──────── Extract provided ────────

Three star architects have been tapped by General Investment and Development Companies (GID) to build out a nearly five-acre portion of undeveloped land on the Upper West Side’s Hudson River waterfront. Richard Meier and Partners Architects, Rafael Viñoly Architects, and Kohn Pedersen Fox Associates have each been brought on to design a residential building for Waterline Square, one of the last new development enclaves on the prized waterfront of Manhattan’s maxed-out west side.

Although the project dons a new name, those keeping track of Manhattan waterfront development will recognize the site between West 59th and 61st streets as a slice of Riverside Center, the late-aughts dream project of Extell Development with a master plan by Christian de Portzamparc and input from architect of record Goldstein, Hill & West.

────────

Name every architecture firm that the excerpt on Waterline Square says was brought on to design a residential building there. The data that follow come from a separate source unrelated to the excerpt on Waterline Square.

──────── Given information ────────

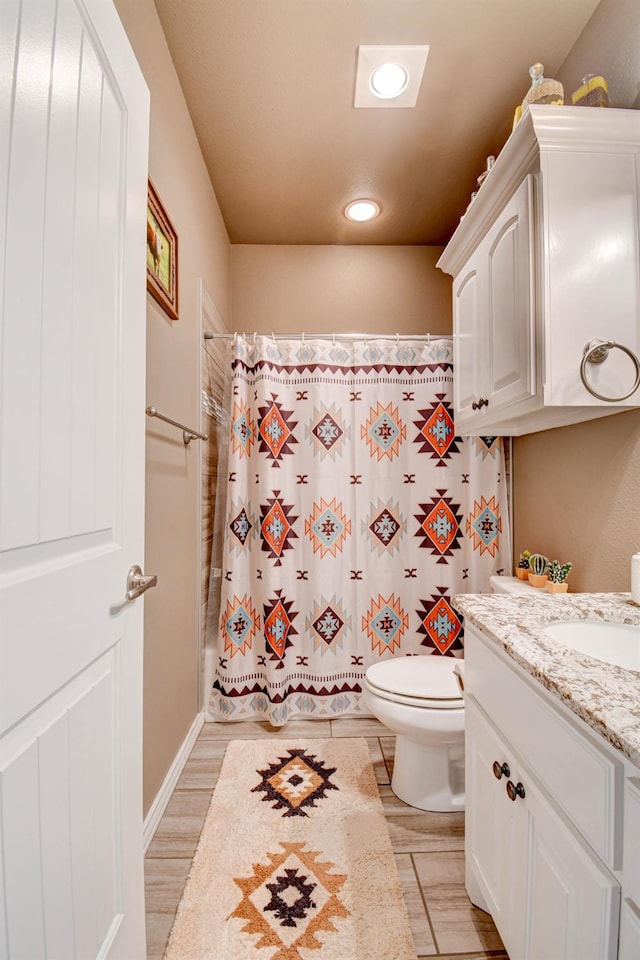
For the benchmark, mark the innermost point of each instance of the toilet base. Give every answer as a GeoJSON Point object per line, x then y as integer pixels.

────────

§ **Problem solution**:
- Richard Meier and Partners Architects
- Rafael Viñoly Architects
- Kohn Pedersen Fox Associates